* DOCUMENT SEGMENT:
===

D'oh of course, that makes sense. 

Perhaps we can set something up using Jenkins and a reporting plugin? 
 
Cheers,

Jeen

On Sun, 6 May 2018, 19:06 "Håvard M. Ottestad", <hmottestad@xxxxxxxxx> wrote:
Hi Jeen,

I can push a fix.

Junit only runs tests that are in classes named something with test and methods annotated with @test. The benchmarks aren’t run as part of the tests, and I don’t see much benefit in them doing so either.

I would love a system that would do regression testing with benchmarks, would be awesome to get continuous feedback on how our code affects performance. Haven’t found anything that does this though.

Håvard

> On 6 May 2018, at 03:29, Jeen Broekstra <jeen.broekstra@xxxxxxxxx> wrote:
>
>
>
>> On 01/05/18 20:20, "Håvard M. Ottestad" wrote:
>> Hi Jeen,
>> I wrote that code. The package should be fixed. Copy paste mistake.
>
> No worries, could you perhaps push a quick fix for that package name?

===

* RECORDS PROVIDED:
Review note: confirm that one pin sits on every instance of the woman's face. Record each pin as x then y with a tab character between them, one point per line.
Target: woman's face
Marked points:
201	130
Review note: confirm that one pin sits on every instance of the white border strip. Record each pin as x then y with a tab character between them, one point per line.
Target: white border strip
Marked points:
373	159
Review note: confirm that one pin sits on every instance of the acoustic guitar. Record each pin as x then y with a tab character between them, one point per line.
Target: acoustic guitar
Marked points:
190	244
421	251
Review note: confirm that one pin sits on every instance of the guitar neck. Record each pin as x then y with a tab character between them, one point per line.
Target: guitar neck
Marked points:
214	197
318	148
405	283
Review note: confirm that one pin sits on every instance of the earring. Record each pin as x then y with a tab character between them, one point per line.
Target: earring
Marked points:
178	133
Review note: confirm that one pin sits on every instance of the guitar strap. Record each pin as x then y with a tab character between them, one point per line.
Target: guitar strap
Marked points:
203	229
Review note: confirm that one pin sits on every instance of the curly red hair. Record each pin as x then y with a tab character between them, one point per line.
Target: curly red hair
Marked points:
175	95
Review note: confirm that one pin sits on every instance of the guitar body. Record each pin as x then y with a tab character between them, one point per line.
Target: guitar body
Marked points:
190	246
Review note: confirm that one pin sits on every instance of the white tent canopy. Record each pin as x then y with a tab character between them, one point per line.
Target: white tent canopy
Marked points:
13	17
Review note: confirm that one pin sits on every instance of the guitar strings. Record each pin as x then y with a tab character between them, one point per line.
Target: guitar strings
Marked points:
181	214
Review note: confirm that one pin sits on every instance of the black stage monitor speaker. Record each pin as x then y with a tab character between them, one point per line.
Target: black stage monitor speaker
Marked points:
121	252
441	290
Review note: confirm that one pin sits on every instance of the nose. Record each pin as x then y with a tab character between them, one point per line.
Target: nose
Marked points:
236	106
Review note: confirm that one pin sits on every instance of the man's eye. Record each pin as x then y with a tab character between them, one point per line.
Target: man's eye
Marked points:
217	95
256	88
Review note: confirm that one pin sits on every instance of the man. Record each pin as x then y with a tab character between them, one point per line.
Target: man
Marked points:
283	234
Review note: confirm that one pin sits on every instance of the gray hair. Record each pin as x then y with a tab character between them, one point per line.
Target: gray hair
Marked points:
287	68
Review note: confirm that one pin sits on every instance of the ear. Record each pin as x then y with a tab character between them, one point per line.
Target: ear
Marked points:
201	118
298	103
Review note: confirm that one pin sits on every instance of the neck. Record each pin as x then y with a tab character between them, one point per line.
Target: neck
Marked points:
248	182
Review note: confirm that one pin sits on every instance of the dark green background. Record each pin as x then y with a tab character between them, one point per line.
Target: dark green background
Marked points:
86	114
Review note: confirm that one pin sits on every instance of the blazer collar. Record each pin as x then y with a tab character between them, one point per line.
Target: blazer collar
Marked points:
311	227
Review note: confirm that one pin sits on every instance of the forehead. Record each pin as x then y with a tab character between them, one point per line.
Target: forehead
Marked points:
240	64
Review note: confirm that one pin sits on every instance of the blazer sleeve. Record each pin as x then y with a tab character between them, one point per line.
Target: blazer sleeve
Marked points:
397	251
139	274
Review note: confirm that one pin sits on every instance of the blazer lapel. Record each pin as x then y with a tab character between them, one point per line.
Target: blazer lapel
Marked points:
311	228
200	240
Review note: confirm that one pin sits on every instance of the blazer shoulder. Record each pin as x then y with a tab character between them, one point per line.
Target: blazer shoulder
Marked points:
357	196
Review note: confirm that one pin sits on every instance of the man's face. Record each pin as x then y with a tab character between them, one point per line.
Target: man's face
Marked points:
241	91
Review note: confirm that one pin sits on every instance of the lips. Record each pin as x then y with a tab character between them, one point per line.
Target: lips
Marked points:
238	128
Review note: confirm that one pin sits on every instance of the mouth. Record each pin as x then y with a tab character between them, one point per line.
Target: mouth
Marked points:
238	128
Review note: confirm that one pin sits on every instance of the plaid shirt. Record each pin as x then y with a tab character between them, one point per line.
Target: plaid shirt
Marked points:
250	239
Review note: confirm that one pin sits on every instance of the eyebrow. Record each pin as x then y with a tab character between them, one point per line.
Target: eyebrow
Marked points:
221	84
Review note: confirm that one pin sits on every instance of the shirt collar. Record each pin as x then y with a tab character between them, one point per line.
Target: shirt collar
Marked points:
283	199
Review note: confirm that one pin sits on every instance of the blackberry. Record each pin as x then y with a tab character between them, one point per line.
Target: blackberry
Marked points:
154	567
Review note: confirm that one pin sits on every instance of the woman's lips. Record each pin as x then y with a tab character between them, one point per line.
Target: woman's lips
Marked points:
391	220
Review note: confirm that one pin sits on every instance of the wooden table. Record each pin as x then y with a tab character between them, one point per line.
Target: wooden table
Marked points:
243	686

===

* SHORT EXERCISE:
Extract from the email thread the passage that begins at the words "I would love" and stops after "that package name?". You won't need the lines above.

* RESPONSE:
I would love a system that would do regression testing with benchmarks, would be awesome to get continuous feedback on how our code affects performance. Haven’t found anything that does this though.

Håvard

> On 6 May 2018, at 03:29, Jeen Broekstra <jeen.broekstra@xxxxxxxxx> wrote:
>
>
>
>> On 01/05/18 20:20, "Håvard M. Ottestad" wrote:
>> Hi Jeen,
>> I wrote that code. The package should be fixed. Copy paste mistake.
>
> No worries, could you perhaps push a quick fix for that package name?